### CHALLENGE:
Please render the material below as a two-column CSV headed request and answer, with one row per request and each value in a single quoted field whose line breaks become spaces. Leave the pictures out.

Saved data entries
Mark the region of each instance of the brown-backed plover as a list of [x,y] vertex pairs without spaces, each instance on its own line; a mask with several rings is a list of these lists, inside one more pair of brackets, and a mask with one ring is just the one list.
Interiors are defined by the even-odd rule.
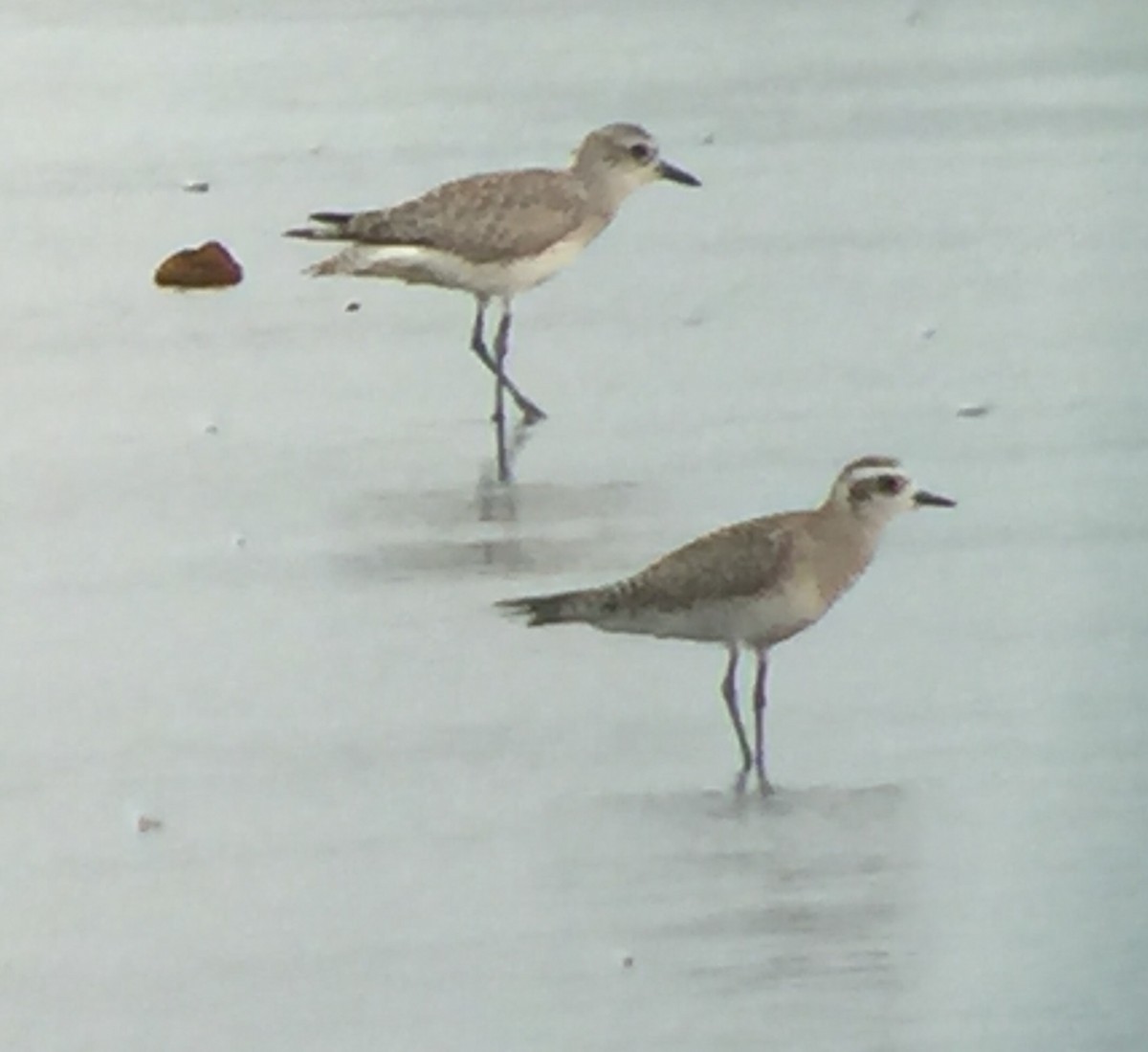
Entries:
[[[768,790],[762,721],[769,651],[820,620],[869,565],[885,525],[954,501],[918,489],[891,457],[846,464],[821,505],[726,526],[662,556],[630,578],[576,591],[505,600],[530,625],[582,622],[603,632],[723,643],[721,693],[742,752],[738,788],[757,768]],[[737,704],[737,657],[757,655],[754,744]]]
[[[476,302],[471,350],[496,377],[495,418],[502,419],[505,389],[530,423],[544,413],[505,373],[511,301],[573,262],[633,191],[659,179],[700,185],[660,157],[645,129],[607,124],[582,140],[569,168],[468,176],[393,208],[315,212],[315,226],[286,235],[350,242],[311,266],[312,274],[397,278],[470,292]],[[491,299],[502,302],[494,355],[484,335]]]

### FINISHED EXERCISE:
request,answer
"Mark the region of each instance of the brown-backed plover as a list of [x,y] vertex pairs without spaces, each instance on its own line; a mask with several rings is a list of these lists, inside one more pair of brackets, and a mask with one ring is just the one list. Interiors are defined by the even-odd rule. Entries:","[[[768,790],[762,721],[769,651],[820,620],[869,565],[885,525],[954,501],[918,489],[891,457],[846,464],[821,505],[726,526],[662,556],[630,578],[576,591],[505,600],[530,625],[582,622],[603,632],[723,643],[721,693],[742,752],[738,788],[757,768]],[[737,704],[737,657],[757,655],[754,744]]] [[[476,302],[471,350],[496,377],[495,418],[502,419],[505,389],[530,423],[544,413],[505,373],[511,301],[573,262],[633,191],[659,179],[700,185],[660,157],[645,129],[607,124],[582,140],[569,168],[468,176],[393,208],[315,212],[315,226],[286,235],[350,242],[311,266],[312,274],[397,278],[470,292]],[[491,299],[502,302],[494,355],[484,335]]]"